── Text passage

And now for the techy bit:
I fortunately stumbled on to a way of exporting the report(s) I need to a local XML file which I can manipulate. Vaguely remembering some similiar ad-hoc tech work from the past, I remember that Excel can read and treat XML files, so I imported it into Excel. This gave me a readable table that I could manipulate by (manually) removing columns I don’t need, changing their order and removing duplicates while still retaining the sort order.
So question number 1:
Is there any way I can retain this Excel table as a sort of template and then ask it to update only the columns I have retained from the XML file? (Which I can just overwrite each time I export the reports.)
Doing this by hand led to consistent occasions where if the comments field had gone over the character limit for the database, it would dump a second (or more) instance identical to the first one, only to fit in the rest of the text in the comment field. This is very undesirable, leading to…
Question number 2: Is there any way to ask Excel to check if the row-cell with the unique instance identifier is the exact same as another row-cell higher or lower in the column and if so, remove the duplicate fields and merge the two (or more) rows?
(I was thinking something like “IF B1=A1 THEN DELETE B1-B12, SELECT A1-13+B1-13 AND MERGE” but then that would screw up the third or more duplicate instances.)
Let it be said that I have only casual and cursory experience with both Excel and XML - or any other programming outside HTML and some miniscule amount of terminal/command line work from the bad old days. As in, I have a snowball’s change in hell of programming this myself in VB/XSD/etc, unless given explicit instructions. Of course, if the only solution is to teach myself XDS - which seems likely - then I’ll try, but I was kind of hoping for a clever ad-hoc solution; doesn’t have to be pretty, only has to work!
Thanks!

────

=== Prompt A ===
Write out the forum post word for word, from "And now for" to "export the reports.)".
=== Prompt B ===
Answer these questions about the forum post:
(i) Which program did the writer import the XML file into?
(ii) What happened when the comments field went over the database's character limit?
(iii) Besides HTML, what other programming experience does the writer mention?
The entries after the forum post are not needed.

── Entries shown

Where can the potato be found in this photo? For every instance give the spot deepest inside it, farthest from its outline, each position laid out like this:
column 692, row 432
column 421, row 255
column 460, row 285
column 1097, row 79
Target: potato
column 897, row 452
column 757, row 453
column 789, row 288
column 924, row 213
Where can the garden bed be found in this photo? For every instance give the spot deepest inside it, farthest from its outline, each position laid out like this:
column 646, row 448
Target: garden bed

────

=== Complete output A ===
And now for the techy bit:
I fortunately stumbled on to a way of exporting the report(s) I need to a local XML file which I can manipulate. Vaguely remembering some similiar ad-hoc tech work from the past, I remember that Excel can read and treat XML files, so I imported it into Excel. This gave me a readable table that I could manipulate by (manually) removing columns I don’t need, changing their order and removing duplicates while still retaining the sort order.
So question number 1:
Is there any way I can retain this Excel table as a sort of template and then ask it to update only the columns I have retained from the XML file? (Which I can just overwrite each time I export the reports.)

=== Complete output B ===
(i) Excel.
(ii) It would dump a second (or more) instance identical to the first one to fit in the rest of the text in the comment field.
(iii) A miniscule amount of terminal/command line work.